AVAILABLE DATA =>
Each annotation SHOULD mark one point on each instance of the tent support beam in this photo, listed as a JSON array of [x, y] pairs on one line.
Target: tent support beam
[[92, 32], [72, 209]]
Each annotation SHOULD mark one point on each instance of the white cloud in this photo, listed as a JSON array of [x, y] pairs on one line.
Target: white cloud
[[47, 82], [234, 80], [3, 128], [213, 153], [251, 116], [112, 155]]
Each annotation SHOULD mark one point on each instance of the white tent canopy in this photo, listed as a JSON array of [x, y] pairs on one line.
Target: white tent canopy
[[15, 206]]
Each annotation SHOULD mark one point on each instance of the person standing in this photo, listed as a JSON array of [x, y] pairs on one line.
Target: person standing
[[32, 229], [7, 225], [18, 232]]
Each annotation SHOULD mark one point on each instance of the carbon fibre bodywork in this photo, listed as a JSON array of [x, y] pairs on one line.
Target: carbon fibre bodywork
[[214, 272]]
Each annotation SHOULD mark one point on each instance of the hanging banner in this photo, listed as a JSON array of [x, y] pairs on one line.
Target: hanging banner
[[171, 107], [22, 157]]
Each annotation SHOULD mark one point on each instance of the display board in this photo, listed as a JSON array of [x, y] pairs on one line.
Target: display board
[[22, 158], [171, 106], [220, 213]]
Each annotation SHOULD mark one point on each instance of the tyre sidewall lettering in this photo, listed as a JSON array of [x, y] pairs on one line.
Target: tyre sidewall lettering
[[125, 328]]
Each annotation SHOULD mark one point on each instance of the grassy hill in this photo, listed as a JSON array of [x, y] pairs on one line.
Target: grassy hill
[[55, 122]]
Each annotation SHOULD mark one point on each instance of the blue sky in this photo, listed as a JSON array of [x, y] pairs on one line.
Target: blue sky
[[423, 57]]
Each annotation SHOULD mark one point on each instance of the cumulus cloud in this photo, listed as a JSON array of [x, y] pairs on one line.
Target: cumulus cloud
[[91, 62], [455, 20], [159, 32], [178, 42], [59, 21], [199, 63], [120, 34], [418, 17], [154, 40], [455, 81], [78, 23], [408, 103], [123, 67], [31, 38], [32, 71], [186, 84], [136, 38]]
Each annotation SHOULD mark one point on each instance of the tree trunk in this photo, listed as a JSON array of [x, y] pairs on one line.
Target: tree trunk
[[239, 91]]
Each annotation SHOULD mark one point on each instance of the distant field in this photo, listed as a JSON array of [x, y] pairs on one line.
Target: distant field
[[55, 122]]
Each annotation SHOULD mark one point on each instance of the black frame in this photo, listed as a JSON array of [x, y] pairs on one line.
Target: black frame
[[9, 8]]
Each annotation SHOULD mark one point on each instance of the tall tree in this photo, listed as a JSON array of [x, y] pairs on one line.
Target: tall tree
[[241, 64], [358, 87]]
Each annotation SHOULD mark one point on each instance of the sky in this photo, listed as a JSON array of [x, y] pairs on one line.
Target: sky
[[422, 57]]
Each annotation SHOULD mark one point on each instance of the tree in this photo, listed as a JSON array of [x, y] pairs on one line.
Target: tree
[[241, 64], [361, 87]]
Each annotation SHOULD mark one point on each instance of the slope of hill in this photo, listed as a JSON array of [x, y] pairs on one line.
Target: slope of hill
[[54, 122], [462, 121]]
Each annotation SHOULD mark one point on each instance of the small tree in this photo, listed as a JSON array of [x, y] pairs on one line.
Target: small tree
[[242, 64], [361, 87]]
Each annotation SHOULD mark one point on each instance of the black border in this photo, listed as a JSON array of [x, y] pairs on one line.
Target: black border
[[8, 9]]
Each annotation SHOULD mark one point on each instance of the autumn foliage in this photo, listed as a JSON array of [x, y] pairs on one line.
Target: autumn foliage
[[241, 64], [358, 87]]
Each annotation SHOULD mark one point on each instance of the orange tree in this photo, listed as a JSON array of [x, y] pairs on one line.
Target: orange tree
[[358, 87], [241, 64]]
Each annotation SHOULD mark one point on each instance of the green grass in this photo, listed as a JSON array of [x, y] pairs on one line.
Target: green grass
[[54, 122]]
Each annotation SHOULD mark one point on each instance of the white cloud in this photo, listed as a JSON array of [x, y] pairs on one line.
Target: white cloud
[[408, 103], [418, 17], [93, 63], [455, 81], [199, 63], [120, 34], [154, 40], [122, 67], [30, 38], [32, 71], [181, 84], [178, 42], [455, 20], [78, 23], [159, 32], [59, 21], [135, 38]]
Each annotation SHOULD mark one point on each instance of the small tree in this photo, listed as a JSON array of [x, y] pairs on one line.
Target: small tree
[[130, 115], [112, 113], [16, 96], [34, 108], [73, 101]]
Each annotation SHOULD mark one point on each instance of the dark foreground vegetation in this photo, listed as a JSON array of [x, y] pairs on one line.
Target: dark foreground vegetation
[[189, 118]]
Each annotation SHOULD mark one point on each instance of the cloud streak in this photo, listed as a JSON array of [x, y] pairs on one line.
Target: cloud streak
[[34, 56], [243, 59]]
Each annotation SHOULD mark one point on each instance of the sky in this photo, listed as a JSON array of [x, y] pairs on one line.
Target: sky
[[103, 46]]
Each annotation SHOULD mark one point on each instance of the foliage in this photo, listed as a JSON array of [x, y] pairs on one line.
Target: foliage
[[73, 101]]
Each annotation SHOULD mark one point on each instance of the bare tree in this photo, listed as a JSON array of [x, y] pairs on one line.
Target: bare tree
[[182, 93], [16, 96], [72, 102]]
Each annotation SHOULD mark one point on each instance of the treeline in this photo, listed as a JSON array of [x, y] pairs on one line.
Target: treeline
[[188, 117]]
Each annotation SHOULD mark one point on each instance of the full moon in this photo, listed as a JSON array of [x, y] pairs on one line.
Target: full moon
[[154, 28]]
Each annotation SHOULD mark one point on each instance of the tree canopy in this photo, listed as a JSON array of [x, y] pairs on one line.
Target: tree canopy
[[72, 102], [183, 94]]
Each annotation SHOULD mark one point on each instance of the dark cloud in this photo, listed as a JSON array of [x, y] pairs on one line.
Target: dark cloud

WHAT YOU WILL DO => Copy out the entries. Change nothing.

WRITTEN SOLUTION =>
Each annotation SHOULD mark one point on each instance of the tent support beam in this photo, listed as a JSON array of [x, y] pairs on one line.
Target: tent support beam
[[92, 32], [72, 209]]
Each annotation SHOULD mark one point on each instance of the white cloud in this photo, listed as a JSON array of [x, y] pairs on one line.
Target: white cloud
[[47, 82], [234, 80], [3, 128], [213, 153], [251, 116], [112, 155]]
Each annotation SHOULD mark one point on each instance of the white tent canopy in this photo, listed as a JSON array of [x, y] pairs on one line.
Target: white tent canopy
[[15, 206]]
Each annotation SHOULD mark one point on each instance of the person standing in this photo, listed as a JSON array of [x, y] pairs on one line.
Target: person standing
[[32, 229], [7, 225], [18, 232]]
Each annotation SHOULD mark one point on each instance of the carbon fibre bodywork in this photo, listed as a JSON array of [x, y] pairs on one line.
Target: carbon fibre bodywork
[[214, 272]]
Each annotation SHOULD mark one point on each instance of the hanging banner in this photo, listed as a JSON array of [x, y] pairs on one line.
Target: hanging banner
[[171, 107], [22, 157]]
Each annotation SHOULD mark one point on each instance of the display board in this photo, listed as a JSON array of [x, y] pairs on one line.
Target: display board
[[22, 158], [171, 106], [220, 213]]
Each annotation SHOULD mark one point on each instance of the tyre sidewall lettering in this photo, listed as a JSON array of [x, y] pairs on one line.
Target: tyre sidewall lettering
[[125, 328]]
Each annotation SHOULD mark one point on each instance of the grassy hill in this photo, listed as a JSON array of [x, y] pairs on one line.
Target: grassy hill
[[55, 122]]
Each annotation SHOULD mark one point on each instance of the blue sky in this photo, listed as a JSON array of [x, y] pairs on one line.
Target: blue sky
[[423, 57]]
Each annotation SHOULD mark one point on each instance of the cumulus cloud in this photo, listed as a JSON array of [x, y] pairs on one line.
Target: cumulus cloud
[[91, 62], [455, 20], [159, 32], [178, 42], [59, 21], [199, 63], [120, 34], [418, 17], [154, 40], [455, 81], [78, 23], [408, 103], [123, 67], [31, 38], [32, 71], [186, 84], [136, 38]]
Each annotation SHOULD mark one point on each instance of the tree trunk in this photo, listed as a JSON array of [x, y] pairs on one line.
Target: tree trunk
[[239, 91]]
Each annotation SHOULD mark one point on each instance of the distant field in this photo, listed as a JSON array of [x, y] pairs on one line.
Target: distant field
[[55, 122]]
Each annotation SHOULD mark one point on each instance of the black frame in this photo, listed as a JSON array of [x, y] pairs on one line.
Target: black frame
[[9, 8]]
Each annotation SHOULD mark one point on each instance of the tall tree in this photo, listed as a JSON array of [x, y] pairs on one line.
Target: tall tree
[[241, 64], [358, 87]]
Each annotation SHOULD mark one point on each instance of the sky in this photo, listed as a JSON array of [x, y] pairs on one line.
Target: sky
[[422, 57]]
Each annotation SHOULD mark one point on each instance of the tree in this photo, listed as a JSON array of [x, y] pairs on one line.
Target: tree
[[241, 64], [361, 87]]
Each annotation SHOULD mark one point on each instance of the slope of hill in this photo, listed as a JSON array of [x, y] pairs on one line.
Target: slope of hill
[[54, 122], [462, 121]]
Each annotation SHOULD mark one point on each instance of the small tree in this photo, listed as a JSON array of [x, y] pairs on one line.
Target: small tree
[[242, 64], [361, 87]]
Each annotation SHOULD mark one point on each instance of the black border in this photo, listed as a JSON array of [x, y] pairs on one line.
Target: black border
[[8, 9]]
Each annotation SHOULD mark one point on each instance of the autumn foliage in this photo, listed as a JSON array of [x, y] pairs on one line.
Target: autumn foliage
[[241, 64], [358, 87]]
Each annotation SHOULD mark one point on each instance of the orange tree in this photo, listed as a JSON array of [x, y] pairs on one line.
Target: orange tree
[[358, 87], [241, 64]]
Each annotation SHOULD mark one point on each instance of the green grass in this photo, listed as a JSON array of [x, y] pairs on one line.
Target: green grass
[[54, 122]]
Each annotation SHOULD mark one point on each instance of the white cloud in this photo, listed as a JSON array of [x, y] pairs on one line.
Target: white cloud
[[408, 103], [418, 17], [93, 63], [455, 81], [199, 63], [120, 34], [154, 40], [122, 67], [30, 38], [32, 71], [181, 84], [178, 42], [455, 20], [78, 23], [159, 32], [59, 21], [135, 38]]
Each annotation SHOULD mark one point on each instance of the small tree in this photo, listed as a JSON array of [x, y] pairs on one line.
Target: small tree
[[130, 115], [112, 113], [16, 96], [34, 108], [73, 101]]
Each annotation SHOULD mark one point on each instance of the dark foreground vegetation in this photo, listed as a JSON array of [x, y] pairs on one line.
Target: dark foreground vegetation
[[189, 118]]
Each annotation SHOULD mark one point on each instance of the cloud streak in this photo, listed as a JSON array of [x, y] pairs on one line.
Target: cloud streak
[[34, 56], [243, 59]]
Each annotation SHOULD mark one point on each instance of the sky in this photo, listed as a JSON array of [x, y] pairs on one line.
Target: sky
[[103, 46]]
Each annotation SHOULD mark one point on each instance of the foliage in this photo, listed as a JSON array of [x, y] pairs on one line.
Target: foliage
[[73, 101]]
Each annotation SHOULD mark one point on each instance of the bare tree in this photo, listed as a JSON array of [x, y] pairs on one line.
Target: bare tree
[[182, 93], [16, 96], [72, 102]]
Each annotation SHOULD mark one point on each instance of the treeline in this photo, listed as a JSON array of [x, y] pairs on one line.
Target: treeline
[[188, 117]]
Each annotation SHOULD mark one point on each instance of the full moon in this photo, listed as a JSON array of [x, y] pairs on one line.
Target: full moon
[[154, 28]]
Each annotation SHOULD mark one point on each instance of the tree canopy in this photo, listed as a JSON array of [x, y] pairs on one line.
Target: tree canopy
[[72, 102], [183, 94]]
Each annotation SHOULD mark one point on each instance of the dark cloud in this photo, listed as a JSON array of [x, y] pairs on one line.
Target: dark cloud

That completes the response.